**Set tasks:**
• A. Translate this sentence from the orca essay into Spanish: "It is still cold, still -15 degrees Celsius, but the sky is clear and the wind has disappeared."
• B. Carry the orca essay forward from its last line.

**Page text:**
What the Orcas Taught Me About Being Alive

What the Orcas Taught Me About Being Alive

Written by Adelina Persa, Images by Chris Jimenez

PUBLISHED MARCH 2026, 12 MIN READ

The room is spare. There is a kettle on a desk, humming in the corner. Outside the window, the light barely rises above the mountains. It’s early winter above the Artic Circle, and soon the sun will disappear for weeks.

I pour hot water over another tea bag and wrap my hands around the cup, waiting to get warm. My throat burns. My body aches, wanting the familiarity of my own bed, my own pillow. Instead, I’m here, in Alta, minus fifteen outside. I imagined arriving here full of energy, ready to face the cold, not hunched over a hotel kettle, wondering if I’ve a mistake coming here while still sick. But I am here.

Every year, starting in late November and lasting until January, schools of herring are coming into the northern fjords of Norway. And the orcas come here to feed on them. They arrive in pods, working together to bring the herring into a tight ball near the surface, then strike with their tails, a hunting technique passed down through generations. It is a great wildlife spectacle, and it happens here, in the dark Arctic waters, for only a few weeks each year.

That is why we are here, to get into the water with them, to be close enough to hear and see them. I came here last year for the same reason. But the weather was rough and we never made it into the water with them. We saw them from the boat, but only from the distance. I went home with the feeling of something unfinished, so we came back.

Now, as I am sitting in the hotel room, the thought that this could happen again, coming all this way, twice, and still not get in the water, is worse than my sickness. We are supposed to be getting on a boat tomorrow, and I am definitely not well. But I’m already here. So I go anyway.

The next day, after an hour’s bus ride through heavy snow, we arrive at the harbour, and board our boat. We get a small room with bunk beds, and set up our equipment for the following day: dry suit, hood, gloves, fins, snorkel, mask.
That night, I barely sleep. I lie in the bed listening to all of the unfamiliar sounds, and thinking I didn’t come all this way to lie in a bunk bed, while my body tells me that I should rest.

Alta in early winter. The light barely rises above the mountains. Soon the sun will disappear for weeks, and the orcas will arrive.

The following morning everything looks different. It is still cold, still -15 degrees Celsius, but the sky is clear and the wind has disappeared. This, I am told by one of the freediving guides, is perfect weather to go into the water.

Perfect, that is, if you are willing to accept the cold. I am still sick, but in that moment it does not seem to matter. Maybe it’s the adrenaline, maybe it’s the environment, maybe it’s the other people’s energy. Whatever it is, just staying on the boat feels wrong. I didn’t come all this way to be only an observer.

Our boat, anchored in the fjord. Somewhere beneath that dark water, pods are hunting together, moving through territories they’ve known for generations.
The mountains rise on both sides, white against a strange sky. Everything looks both close and impossibly far. We scan the water, waiting.
The fjord water in winter. Dark, cold, and alive with herring. The reason the orcas travel here every year.
Arctic winter. Sparse vegetation fighting through snow, shaped by wind and cold. This is the landscape above the water where orcas hunt below.
A tall dorsal fin cuts the surface. The sharp exhale of breath. Everything else falls away.

**Dataset extract:**

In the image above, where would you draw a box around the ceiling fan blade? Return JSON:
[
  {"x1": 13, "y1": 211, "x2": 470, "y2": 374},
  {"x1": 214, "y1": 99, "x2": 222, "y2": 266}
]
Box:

**Responses by task:**
• A. Sigue haciendo frío, todavía -15 grados Celsius, pero el cielo está despejado y el viento ha desaparecido.

• B.
To enter the water this time of the year, there are no shortcuts, no hacks. I take the dry suit I picked the previous day and started to get dressed. Pulling on the dry suit doesn’t feel like getting dressed at all. It feels like preparing for a special mission, a descent into another world. The suit seals around you, tight and uncomfortable, and with it comes a clear message: you don’t belong where you are about to go. You are being allowed in, temporarily.

The modern world has trained me well for comfort, for temperature control and predictable outcomes. This is none of that. This is deliberate discomfort, a chosen one.

Once the suit is on, everything else follows: the hood, the gloves, the mask and snorkel. I am comfortable in the water, I dive, I enjoy swimming, the sea is not the thing that frightens me, the cold is. Last year, wearing this same type of suit tought me that I should put an extra wool layer underneath. I move slowly. We all do. In fact, we move like astronauts, stiff, with our legs wide. We look slightly ridiculous. And like that, we step over the side of the boat and onto the zodiac.

The water is almost black as our zodiac cuts across the fjords. The mountains rise on both sides, white against a strange sky, everything look both close and impossibly far. No one speaks much, we all scan the water. Then we hear them, the sharp exhale of an orca’s breath. Then, the tall dorsal fins cuts the surface. I don’t even notice the cold against my face anymore.

At the captain’s signal, we slide into the freezing water.

Mother and calf moving together. Sons never leave their mothers, daughters return with calves of their own. This is a family at work.
Working the bait ball. The herring school tight and dark, the orcas circling with precision learned over generations.
A young orca pauses, turns. They register us but don’t change course. Acknowledged and dismissed in almost the same moment.

The cold hits all at once, and the fear disappears. Below the surface, the darkness softens. From the zodiac we saw the dorsal fins, now we see them whole. Shapes materialise, black and white, moving through the water with a coordination that feels rehearsed. Their bodies weave in and out of an enormous school of herring, working the bait ball with precision. They move without visible effort, gliding as if the water offers them no resistance at all. They register us, but they don’t change course or come close enough to feel intrusive. We are acknowledged and dismissed in almost the same moment. I forget about the cold entirely. All of my focus is to their space, the space they allow us to briefly share.

I feel no fear, no cold, only the strong sensation of being profoundly alive.

They are there to feed, not to waste energy on something else. They are clearly uninterested in us. And here is what strikes me: despite being called killer whales, a name that says more about us than then, there are no documented cases of orcas attacking humans in the wild. Yet they hunt penguins, seals, sharks, even blue whales. They are apex predators, perfectly aware of their power. But they don’t need to prove anything, an idea that feels almost radical in a human world obsessed with dominance and display.

Watching them, I can see this is a family at work. They stay together all of their life, sons never leave their mothers and daughters may go, but then return with calves of their own. Everything they know, they’ve taught each other through sound, movement, repetition and shared experience. What I’m witnessing is memory in motion, a strategy refined over generations.

They disappear into the dark water as quickly as they arrived, as if they were never there at all.

And just like that, the cold returns.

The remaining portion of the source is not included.